Exercise: Return the count of lines in the records that include the string "door", and nothing besides it.

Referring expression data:

%%

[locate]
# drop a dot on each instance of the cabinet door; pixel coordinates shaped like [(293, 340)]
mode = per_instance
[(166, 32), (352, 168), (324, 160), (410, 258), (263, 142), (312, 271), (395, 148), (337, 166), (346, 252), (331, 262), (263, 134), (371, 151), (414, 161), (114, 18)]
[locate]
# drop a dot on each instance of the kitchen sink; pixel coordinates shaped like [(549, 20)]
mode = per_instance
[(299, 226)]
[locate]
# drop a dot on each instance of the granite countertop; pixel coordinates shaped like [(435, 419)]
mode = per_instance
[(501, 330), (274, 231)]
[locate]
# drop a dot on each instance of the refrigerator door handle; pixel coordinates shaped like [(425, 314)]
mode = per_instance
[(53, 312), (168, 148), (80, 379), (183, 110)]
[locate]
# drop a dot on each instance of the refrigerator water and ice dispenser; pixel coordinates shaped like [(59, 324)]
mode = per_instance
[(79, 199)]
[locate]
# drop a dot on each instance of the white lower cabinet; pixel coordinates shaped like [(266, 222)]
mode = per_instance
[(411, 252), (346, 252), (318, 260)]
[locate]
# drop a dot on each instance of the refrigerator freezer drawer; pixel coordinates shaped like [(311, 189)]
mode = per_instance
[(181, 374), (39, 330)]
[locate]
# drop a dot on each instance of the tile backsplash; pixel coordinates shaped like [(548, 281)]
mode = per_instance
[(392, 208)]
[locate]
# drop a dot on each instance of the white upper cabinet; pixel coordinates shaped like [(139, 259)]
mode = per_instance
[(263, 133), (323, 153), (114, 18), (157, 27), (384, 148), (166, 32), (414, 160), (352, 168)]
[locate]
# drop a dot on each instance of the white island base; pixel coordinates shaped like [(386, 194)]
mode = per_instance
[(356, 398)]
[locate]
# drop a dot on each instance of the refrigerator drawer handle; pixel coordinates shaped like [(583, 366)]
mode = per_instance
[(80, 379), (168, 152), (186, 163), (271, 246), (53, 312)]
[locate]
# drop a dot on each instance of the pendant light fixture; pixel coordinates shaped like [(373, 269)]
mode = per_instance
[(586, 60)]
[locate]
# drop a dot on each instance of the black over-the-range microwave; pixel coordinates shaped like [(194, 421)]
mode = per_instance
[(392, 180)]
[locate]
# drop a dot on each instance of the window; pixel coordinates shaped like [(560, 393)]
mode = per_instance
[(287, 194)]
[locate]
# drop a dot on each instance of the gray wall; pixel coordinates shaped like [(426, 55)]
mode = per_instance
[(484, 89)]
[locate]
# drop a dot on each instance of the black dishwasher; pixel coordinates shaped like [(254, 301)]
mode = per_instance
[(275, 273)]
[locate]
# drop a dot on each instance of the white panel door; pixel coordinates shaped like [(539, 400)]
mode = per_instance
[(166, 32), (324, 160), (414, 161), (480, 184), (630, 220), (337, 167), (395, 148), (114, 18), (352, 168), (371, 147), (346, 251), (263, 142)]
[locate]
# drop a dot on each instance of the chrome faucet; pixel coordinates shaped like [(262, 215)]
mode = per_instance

%%
%%

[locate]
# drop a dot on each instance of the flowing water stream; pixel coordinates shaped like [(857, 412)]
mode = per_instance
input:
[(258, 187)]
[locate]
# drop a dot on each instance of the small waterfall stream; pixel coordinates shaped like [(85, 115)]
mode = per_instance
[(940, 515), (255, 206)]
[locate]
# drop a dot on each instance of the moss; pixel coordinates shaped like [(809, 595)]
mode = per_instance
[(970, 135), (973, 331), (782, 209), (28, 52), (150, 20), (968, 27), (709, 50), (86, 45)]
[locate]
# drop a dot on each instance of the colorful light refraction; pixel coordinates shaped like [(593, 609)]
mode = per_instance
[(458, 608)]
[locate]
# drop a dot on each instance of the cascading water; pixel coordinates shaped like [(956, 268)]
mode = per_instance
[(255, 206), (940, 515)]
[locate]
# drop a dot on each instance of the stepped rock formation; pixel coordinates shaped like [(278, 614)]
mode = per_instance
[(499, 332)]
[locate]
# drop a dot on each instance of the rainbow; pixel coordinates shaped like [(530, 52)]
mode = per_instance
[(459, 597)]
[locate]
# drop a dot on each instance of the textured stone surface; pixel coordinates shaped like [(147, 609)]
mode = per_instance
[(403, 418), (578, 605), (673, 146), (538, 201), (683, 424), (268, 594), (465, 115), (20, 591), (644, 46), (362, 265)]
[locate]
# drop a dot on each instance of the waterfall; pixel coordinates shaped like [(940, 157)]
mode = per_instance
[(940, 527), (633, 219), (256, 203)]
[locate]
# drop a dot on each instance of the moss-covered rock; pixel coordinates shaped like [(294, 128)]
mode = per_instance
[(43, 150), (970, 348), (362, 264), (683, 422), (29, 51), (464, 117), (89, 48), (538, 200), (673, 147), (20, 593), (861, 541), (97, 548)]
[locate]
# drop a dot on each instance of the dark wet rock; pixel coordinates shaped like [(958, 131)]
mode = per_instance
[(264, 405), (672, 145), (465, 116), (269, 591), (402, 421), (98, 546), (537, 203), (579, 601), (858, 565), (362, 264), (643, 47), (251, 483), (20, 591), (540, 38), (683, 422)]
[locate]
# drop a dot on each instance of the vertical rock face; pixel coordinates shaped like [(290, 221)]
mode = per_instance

%%

Response area: 3